柱状節理が有名な観光地 唐津・七ツ釜の地磯

皆さんは唐津の七ツ釜を訪れたことはありますか? 有名な観光地なので、釣りをしない人でもよく知られているところです。玄武岩の柱状節理が海岸線に広がっており、この地磯で魚が釣れるのです。観光地だから駐車場やトイレも整っており、歩いて15分ほどかかることを除けば受け入れ態勢は万全といっていいでしょう。

目次

●遊歩道を歩いて釣り場へ

撮影:筆者
七ツ釜の東側にあるガガラ瀬は北東の風が吹くと正面から波が押し寄せ、
一面にサラシが広がります。比較的足場はいいのですが、現在は立ち入りが禁止されています。

玄界灘の荒波が浸食して海岸には奇岩が連なり、それぞれの岩には名称が付けられています。そして、それらの奇岩を巡る遊歩道が設けられていますから、キャリーを使えばそれほど苦労しなくても釣り道具を運ぶことができます。

実績が高いのは平瀬、象の鼻、本瀬の三か所です。釣れるのはグレ、チヌがメインで、他にヤズ(ブリの幼魚)やヒラマサ、ヒラスズキ、サワラ、アオリイカなどです。かつてはカゴ釣りをする人が圧倒的に多かったのですが、近年はフカセ釣りが増えています。

かつては足場のいいガガラ瀬という釣り場もあったのですが、観光客にとっては危険なため立ち入りが禁止されてしまいました。

●地磯の釣りは要注意

撮影:筆者
象の鼻の先端は意外に傾斜がきつく、慣れないと危険です。決して無理をしないでください。

[記録情報]
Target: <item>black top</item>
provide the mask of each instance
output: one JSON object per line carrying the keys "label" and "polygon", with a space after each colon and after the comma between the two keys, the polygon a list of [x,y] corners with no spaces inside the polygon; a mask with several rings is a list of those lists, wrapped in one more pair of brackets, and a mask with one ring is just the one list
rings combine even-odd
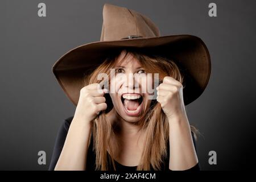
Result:
{"label": "black top", "polygon": [[[64,120],[63,124],[59,130],[57,138],[55,141],[55,144],[54,146],[53,152],[51,160],[51,163],[49,167],[49,170],[54,170],[55,166],[60,156],[62,148],[63,147],[65,140],[67,136],[67,134],[69,128],[71,121],[73,119],[73,117],[71,117]],[[192,133],[193,138],[193,142],[194,143],[195,148],[196,151],[196,143],[195,137]],[[93,150],[93,139],[92,135],[92,139],[88,148],[88,151],[87,152],[87,159],[86,159],[86,171],[95,171],[96,169],[96,155],[94,151]],[[169,143],[168,143],[169,146]],[[170,171],[169,169],[169,156],[170,156],[170,148],[167,147],[167,156],[164,159],[164,162],[162,164],[162,171]],[[117,171],[135,171],[137,166],[123,166],[118,163],[117,161],[115,162],[115,168]],[[113,169],[112,166],[110,166],[110,169]],[[153,170],[153,169],[151,169]],[[199,171],[200,169],[200,165],[197,163],[196,166],[186,171]]]}

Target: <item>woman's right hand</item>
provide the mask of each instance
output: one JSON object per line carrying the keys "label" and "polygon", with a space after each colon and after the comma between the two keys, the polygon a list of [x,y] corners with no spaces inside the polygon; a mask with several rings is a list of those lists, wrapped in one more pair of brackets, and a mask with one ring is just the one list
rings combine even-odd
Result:
{"label": "woman's right hand", "polygon": [[89,84],[80,90],[80,95],[74,118],[90,123],[102,110],[107,108],[104,97],[107,89],[101,89],[97,83]]}

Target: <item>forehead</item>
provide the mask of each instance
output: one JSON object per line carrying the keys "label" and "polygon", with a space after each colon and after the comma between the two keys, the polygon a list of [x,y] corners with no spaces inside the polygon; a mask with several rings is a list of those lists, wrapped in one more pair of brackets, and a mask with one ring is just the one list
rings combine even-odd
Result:
{"label": "forehead", "polygon": [[141,66],[141,65],[139,61],[136,57],[134,57],[132,54],[128,53],[126,55],[125,52],[122,52],[117,58],[116,66],[136,67]]}

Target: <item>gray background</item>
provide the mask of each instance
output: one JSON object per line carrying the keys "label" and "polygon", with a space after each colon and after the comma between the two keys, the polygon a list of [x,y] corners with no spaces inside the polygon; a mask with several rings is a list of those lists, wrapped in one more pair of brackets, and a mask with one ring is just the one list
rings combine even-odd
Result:
{"label": "gray background", "polygon": [[[47,17],[38,16],[44,2]],[[256,163],[256,1],[1,1],[0,169],[47,169],[57,130],[75,107],[51,68],[66,51],[98,41],[104,3],[149,16],[162,35],[192,34],[208,46],[212,72],[201,96],[187,107],[204,170],[251,169]],[[215,2],[217,17],[208,16]],[[253,23],[254,22],[254,23]],[[38,164],[38,152],[47,164]],[[217,164],[208,163],[214,150]]]}

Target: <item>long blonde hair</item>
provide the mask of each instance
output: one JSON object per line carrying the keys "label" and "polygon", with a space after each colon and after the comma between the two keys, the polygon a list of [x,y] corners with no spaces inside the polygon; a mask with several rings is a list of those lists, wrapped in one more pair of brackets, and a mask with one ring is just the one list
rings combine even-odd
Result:
{"label": "long blonde hair", "polygon": [[[183,77],[177,65],[172,60],[159,56],[150,56],[143,51],[132,49],[120,49],[119,51],[109,52],[109,56],[103,63],[99,65],[94,71],[85,79],[85,85],[99,83],[97,76],[101,73],[110,75],[110,68],[117,64],[117,58],[122,51],[131,54],[139,61],[142,67],[147,73],[158,73],[159,80],[163,80],[166,76],[170,76],[181,83]],[[105,94],[108,109],[101,111],[92,122],[93,149],[96,154],[96,169],[109,170],[112,164],[114,169],[115,166],[113,156],[115,146],[113,139],[115,136],[115,123],[110,123],[106,119],[106,114],[113,108],[113,105],[109,94]],[[155,100],[152,100],[150,107],[144,111],[138,122],[141,129],[145,132],[146,145],[144,146],[137,170],[160,169],[161,164],[167,155],[167,142],[168,141],[168,122],[163,113],[161,105]],[[196,129],[191,126],[191,130]],[[108,154],[109,155],[108,155]]]}

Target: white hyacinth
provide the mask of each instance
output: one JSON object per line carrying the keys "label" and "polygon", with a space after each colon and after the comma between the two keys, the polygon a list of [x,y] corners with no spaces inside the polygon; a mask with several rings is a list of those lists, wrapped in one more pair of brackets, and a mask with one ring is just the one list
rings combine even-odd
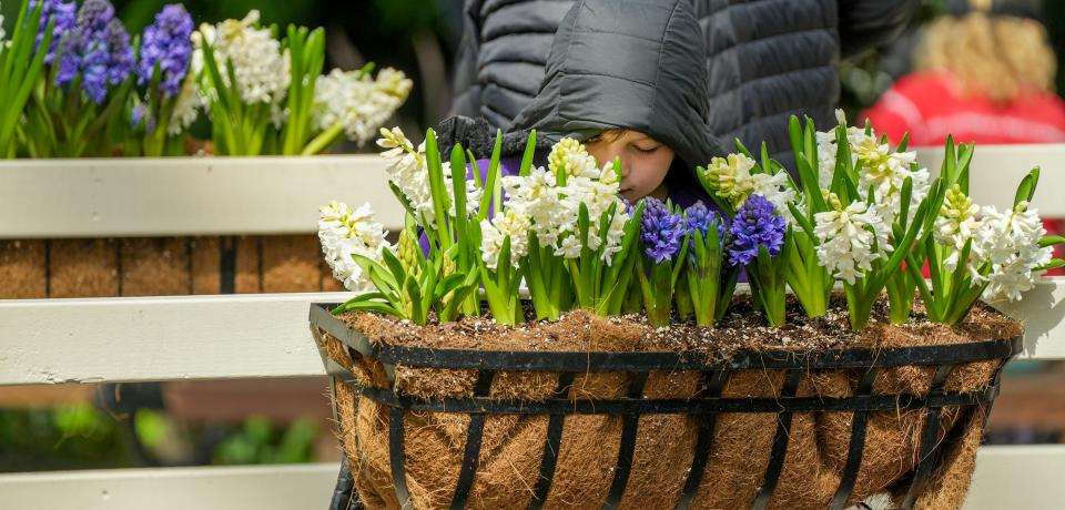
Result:
{"label": "white hyacinth", "polygon": [[[836,119],[846,123],[841,110]],[[828,188],[835,174],[835,160],[839,151],[835,131],[816,133],[818,142],[818,183]],[[886,143],[880,143],[872,131],[850,126],[846,129],[846,143],[851,151],[851,164],[858,171],[858,191],[862,200],[869,198],[870,190],[874,194],[876,214],[890,225],[902,211],[902,186],[906,177],[911,178],[910,208],[906,220],[916,214],[917,205],[929,194],[931,176],[927,169],[913,170],[916,152],[895,152]]]}
{"label": "white hyacinth", "polygon": [[[565,185],[558,185],[560,175],[566,176]],[[531,169],[524,177],[506,176],[503,187],[507,192],[507,212],[513,212],[514,216],[503,216],[503,223],[497,216],[486,225],[481,243],[486,261],[495,257],[501,246],[497,232],[509,233],[511,246],[518,246],[515,253],[520,251],[523,255],[528,248],[525,246],[527,239],[515,237],[528,237],[529,231],[536,233],[540,247],[556,256],[577,258],[585,247],[599,249],[604,237],[600,231],[602,217],[611,207],[613,215],[607,225],[602,261],[610,265],[621,251],[629,215],[625,202],[618,196],[618,174],[612,164],[598,167],[596,159],[576,140],[562,139],[551,147],[548,169]],[[587,246],[579,238],[578,220],[582,205],[588,210],[589,220]],[[494,231],[488,233],[488,226]]]}
{"label": "white hyacinth", "polygon": [[363,204],[352,211],[343,202],[329,202],[321,208],[318,218],[318,239],[325,262],[333,269],[333,276],[344,283],[352,292],[374,289],[368,275],[352,255],[362,255],[375,261],[382,259],[382,251],[390,249],[385,241],[385,228],[374,220],[369,204]]}
{"label": "white hyacinth", "polygon": [[[216,26],[203,23],[192,33],[195,45],[193,70],[203,67],[203,45],[211,44],[219,63],[222,81],[229,85],[226,62],[233,64],[241,99],[247,104],[278,104],[288,91],[291,62],[288,50],[281,51],[281,42],[270,29],[258,28],[257,10],[248,11],[243,20],[225,20]],[[204,91],[216,94],[216,91]],[[282,112],[277,112],[278,118]],[[275,119],[276,120],[276,119]]]}
{"label": "white hyacinth", "polygon": [[510,237],[510,264],[518,266],[518,261],[529,251],[529,230],[532,220],[520,207],[507,207],[496,213],[496,216],[480,222],[480,251],[485,265],[495,269],[499,264],[499,252],[503,243]]}
{"label": "white hyacinth", "polygon": [[[955,185],[946,191],[934,228],[935,242],[949,248],[944,268],[953,272],[966,264],[974,280],[987,284],[983,294],[987,300],[1020,299],[1043,274],[1038,268],[1053,257],[1052,247],[1039,247],[1046,230],[1027,202],[1006,212],[980,207]],[[970,242],[968,259],[960,261]]]}
{"label": "white hyacinth", "polygon": [[872,269],[873,261],[892,249],[888,230],[880,215],[869,210],[864,202],[853,202],[845,207],[834,196],[830,202],[834,205],[832,211],[813,215],[813,232],[820,243],[818,262],[830,273],[853,284],[855,278]]}
{"label": "white hyacinth", "polygon": [[[381,153],[381,157],[387,161],[385,171],[388,173],[388,181],[395,184],[410,202],[410,206],[417,216],[415,220],[419,225],[423,217],[429,223],[435,222],[436,211],[433,207],[433,191],[429,187],[425,142],[422,142],[415,149],[399,128],[393,128],[390,131],[382,128],[379,133],[382,137],[377,139],[377,145],[386,150]],[[444,188],[450,196],[450,193],[453,193],[452,164],[443,163],[442,166],[444,170]],[[484,190],[477,186],[477,183],[473,180],[466,178],[466,175],[462,175],[462,178],[466,181],[466,213],[470,214],[477,211]],[[448,214],[455,215],[454,202],[448,210]]]}
{"label": "white hyacinth", "polygon": [[1018,300],[1021,293],[1035,286],[1036,278],[1044,273],[1037,268],[1053,257],[1053,248],[1039,247],[1039,239],[1046,235],[1043,222],[1027,202],[1006,213],[994,206],[985,206],[981,213],[982,228],[973,244],[980,245],[983,259],[991,264],[983,297]]}
{"label": "white hyacinth", "polygon": [[178,99],[174,101],[174,113],[170,116],[166,132],[172,135],[181,134],[196,121],[202,105],[203,100],[196,88],[196,79],[192,73],[189,73],[185,75],[181,92],[178,93]]}
{"label": "white hyacinth", "polygon": [[718,196],[727,200],[733,207],[739,208],[752,194],[762,195],[773,204],[781,216],[792,223],[793,218],[788,204],[795,202],[797,196],[788,173],[778,171],[772,175],[752,174],[751,170],[754,165],[754,160],[746,154],[729,154],[727,157],[710,160],[706,175]]}
{"label": "white hyacinth", "polygon": [[315,85],[315,124],[322,131],[339,124],[348,140],[366,143],[407,100],[412,86],[414,82],[392,68],[382,69],[376,79],[334,69]]}
{"label": "white hyacinth", "polygon": [[[972,239],[983,227],[983,224],[976,217],[978,212],[980,206],[974,204],[968,196],[965,196],[958,185],[955,184],[946,191],[932,232],[932,236],[939,245],[951,248],[951,253],[943,259],[943,267],[946,271],[953,272],[957,268],[958,257],[961,257],[962,249],[965,248],[965,243]],[[976,265],[982,258],[982,248],[983,246],[980,243],[974,243],[970,247],[968,263],[973,275],[976,275]],[[976,264],[973,264],[973,262]]]}

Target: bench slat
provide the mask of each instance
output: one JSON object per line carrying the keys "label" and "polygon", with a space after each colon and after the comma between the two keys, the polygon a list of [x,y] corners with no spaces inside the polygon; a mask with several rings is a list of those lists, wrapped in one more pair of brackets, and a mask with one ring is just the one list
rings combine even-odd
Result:
{"label": "bench slat", "polygon": [[[311,303],[347,293],[0,300],[0,386],[324,374]],[[1022,358],[1065,359],[1065,278],[1022,304]]]}

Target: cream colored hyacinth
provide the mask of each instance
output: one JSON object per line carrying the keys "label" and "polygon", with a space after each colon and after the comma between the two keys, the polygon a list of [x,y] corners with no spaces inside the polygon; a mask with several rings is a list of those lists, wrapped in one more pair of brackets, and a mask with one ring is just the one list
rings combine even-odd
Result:
{"label": "cream colored hyacinth", "polygon": [[[292,74],[288,50],[282,52],[281,42],[274,39],[270,29],[258,28],[258,21],[260,13],[253,9],[242,20],[230,19],[216,26],[201,24],[200,30],[192,33],[195,47],[192,69],[195,74],[201,74],[203,45],[209,43],[214,48],[220,70],[225,69],[226,61],[233,64],[244,103],[278,104],[288,91]],[[229,85],[229,74],[224,71],[221,74]],[[275,118],[282,115],[278,110]]]}
{"label": "cream colored hyacinth", "polygon": [[385,241],[385,228],[374,220],[369,204],[352,210],[343,202],[329,202],[322,206],[318,218],[318,239],[325,262],[333,269],[333,276],[344,283],[352,292],[371,292],[374,285],[368,275],[355,262],[352,255],[362,255],[375,261],[382,259],[382,251],[390,249]]}
{"label": "cream colored hyacinth", "polygon": [[[1039,246],[1046,231],[1027,202],[1006,212],[993,205],[980,207],[955,185],[946,192],[934,228],[935,242],[947,249],[943,266],[953,272],[966,264],[973,279],[987,283],[986,300],[1020,299],[1053,257],[1052,247]],[[968,259],[960,261],[968,243]]]}
{"label": "cream colored hyacinth", "polygon": [[[846,124],[842,110],[836,110],[836,120]],[[835,131],[816,133],[819,185],[828,188],[832,184],[835,173],[835,160],[839,151]],[[846,129],[846,141],[851,151],[851,163],[858,171],[858,190],[862,200],[868,200],[870,190],[875,197],[876,214],[888,225],[894,223],[895,216],[902,211],[902,187],[906,177],[912,183],[910,195],[910,217],[916,214],[917,204],[929,194],[931,175],[927,169],[912,166],[916,162],[917,153],[913,151],[892,151],[886,143],[881,143],[876,133],[860,128]]]}
{"label": "cream colored hyacinth", "polygon": [[413,86],[403,72],[392,68],[382,69],[376,79],[334,69],[315,85],[315,124],[322,131],[341,125],[348,140],[366,143],[407,100]]}

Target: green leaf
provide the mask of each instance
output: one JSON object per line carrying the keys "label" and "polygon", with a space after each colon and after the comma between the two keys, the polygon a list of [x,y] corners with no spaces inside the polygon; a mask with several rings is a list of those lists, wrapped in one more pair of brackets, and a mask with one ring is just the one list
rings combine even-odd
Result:
{"label": "green leaf", "polygon": [[1059,235],[1048,235],[1039,239],[1039,247],[1045,248],[1047,246],[1054,246],[1062,243],[1065,243],[1065,237]]}
{"label": "green leaf", "polygon": [[521,154],[521,166],[518,175],[528,177],[532,169],[532,156],[536,153],[536,130],[529,132],[528,140],[525,141],[525,152]]}

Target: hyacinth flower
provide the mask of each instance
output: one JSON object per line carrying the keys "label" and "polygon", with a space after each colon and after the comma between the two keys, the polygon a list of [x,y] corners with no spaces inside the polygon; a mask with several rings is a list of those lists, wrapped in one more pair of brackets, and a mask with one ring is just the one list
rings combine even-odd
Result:
{"label": "hyacinth flower", "polygon": [[684,225],[689,265],[681,279],[684,287],[677,293],[677,308],[681,316],[687,316],[682,300],[690,302],[696,324],[712,327],[732,300],[739,268],[726,264],[728,228],[723,217],[697,202],[684,210]]}
{"label": "hyacinth flower", "polygon": [[[52,7],[55,16],[67,8]],[[87,0],[54,49],[43,83],[27,109],[22,143],[32,157],[112,155],[133,86],[130,35],[106,0]]]}
{"label": "hyacinth flower", "polygon": [[0,28],[0,159],[16,156],[23,108],[44,72],[49,52],[38,48],[53,48],[54,29],[65,20],[45,14],[44,9],[43,3],[23,0],[10,41]]}
{"label": "hyacinth flower", "polygon": [[290,50],[276,39],[276,27],[262,28],[258,20],[252,10],[242,20],[204,23],[192,35],[216,154],[275,152],[268,146],[276,143],[271,130],[285,121]]}
{"label": "hyacinth flower", "polygon": [[841,112],[838,120],[832,132],[819,133],[809,119],[804,128],[791,119],[803,200],[789,205],[797,225],[789,251],[801,259],[789,284],[800,300],[802,293],[820,290],[826,302],[831,286],[816,284],[818,272],[842,280],[853,329],[869,324],[873,305],[888,290],[892,320],[904,322],[916,284],[903,262],[910,247],[931,234],[931,213],[942,203],[943,183],[929,182],[914,154],[905,152],[905,141],[891,150],[870,126],[848,128]]}
{"label": "hyacinth flower", "polygon": [[189,75],[192,17],[180,3],[164,6],[144,29],[135,68],[140,93],[128,106],[126,156],[181,155],[181,135],[196,119],[199,99]]}
{"label": "hyacinth flower", "polygon": [[750,195],[729,226],[728,263],[747,271],[754,306],[770,326],[784,324],[788,253],[781,248],[788,226],[777,208],[761,195]]}
{"label": "hyacinth flower", "polygon": [[640,248],[637,277],[643,296],[647,322],[655,327],[668,326],[673,292],[688,264],[688,227],[684,217],[672,205],[655,197],[643,200],[640,221]]}
{"label": "hyacinth flower", "polygon": [[[949,165],[945,171],[943,178],[953,184],[935,215],[932,236],[914,246],[906,269],[929,320],[955,325],[978,299],[1017,300],[1047,269],[1065,265],[1053,258],[1053,246],[1065,238],[1046,236],[1037,212],[1030,207],[1038,169],[1021,181],[1013,207],[1004,212],[973,203],[967,166]],[[925,261],[927,280],[921,274]]]}

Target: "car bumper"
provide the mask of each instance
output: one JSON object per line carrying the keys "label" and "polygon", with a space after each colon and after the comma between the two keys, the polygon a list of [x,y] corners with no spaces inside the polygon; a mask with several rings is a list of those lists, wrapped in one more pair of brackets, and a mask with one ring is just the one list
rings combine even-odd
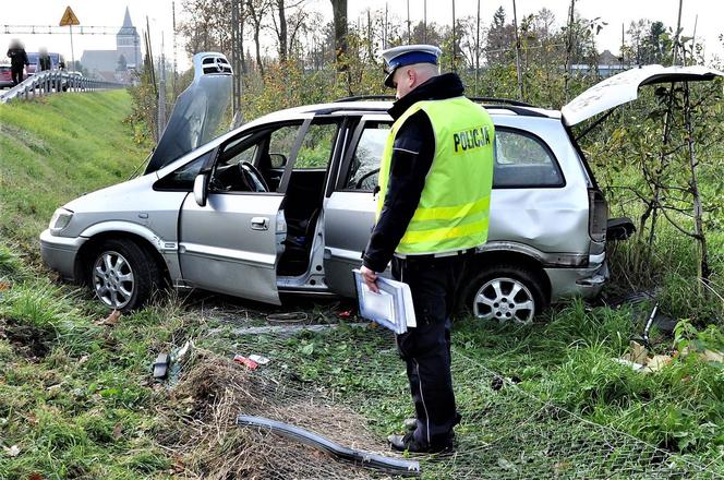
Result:
{"label": "car bumper", "polygon": [[582,297],[596,297],[608,279],[608,265],[603,262],[587,268],[544,268],[551,280],[551,302]]}
{"label": "car bumper", "polygon": [[40,255],[48,268],[58,272],[64,279],[75,281],[75,259],[87,239],[56,237],[50,230],[40,233]]}

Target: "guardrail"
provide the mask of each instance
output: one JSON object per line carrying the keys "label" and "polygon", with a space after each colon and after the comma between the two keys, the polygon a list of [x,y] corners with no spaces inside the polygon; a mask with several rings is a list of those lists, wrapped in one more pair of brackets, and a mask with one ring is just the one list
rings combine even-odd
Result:
{"label": "guardrail", "polygon": [[60,92],[93,92],[108,88],[123,88],[125,86],[123,83],[88,79],[76,72],[47,70],[24,80],[5,93],[1,93],[0,104]]}

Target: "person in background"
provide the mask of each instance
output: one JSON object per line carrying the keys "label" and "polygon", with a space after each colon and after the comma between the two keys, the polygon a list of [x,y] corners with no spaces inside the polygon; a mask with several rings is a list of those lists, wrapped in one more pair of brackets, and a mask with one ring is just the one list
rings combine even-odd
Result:
{"label": "person in background", "polygon": [[8,49],[8,57],[10,58],[10,73],[13,79],[13,85],[17,85],[23,81],[23,69],[29,67],[27,61],[27,53],[25,47],[19,39],[13,39]]}
{"label": "person in background", "polygon": [[38,52],[38,67],[35,69],[36,72],[45,72],[46,70],[50,70],[52,68],[52,61],[50,60],[50,56],[48,55],[48,49],[45,47],[40,47],[40,51]]}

[課題の詳細]
七ツ釜の地磯を紹介した文章のうち、「皆さんは唐津の七ツ釜を訪れた」で始まり「立ち入りが禁止されています。」で終わる部分を、一字一句変えずに抜き出しなさい。

[解答全文]
皆さんは唐津の七ツ釜を訪れたことはありますか? 有名な観光地なので、釣りをしない人でもよく知られているところです。玄武岩の柱状節理が海岸線に広がっており、この地磯で魚が釣れるのです。観光地だから駐車場やトイレも整っており、歩いて15分ほどかかることを除けば受け入れ態勢は万全といっていいでしょう。

目次

●遊歩道を歩いて釣り場へ

撮影:筆者
七ツ釜の東側にあるガガラ瀬は北東の風が吹くと正面から波が押し寄せ、
一面にサラシが広がります。比較的足場はいいのですが、現在は立ち入りが禁止されています。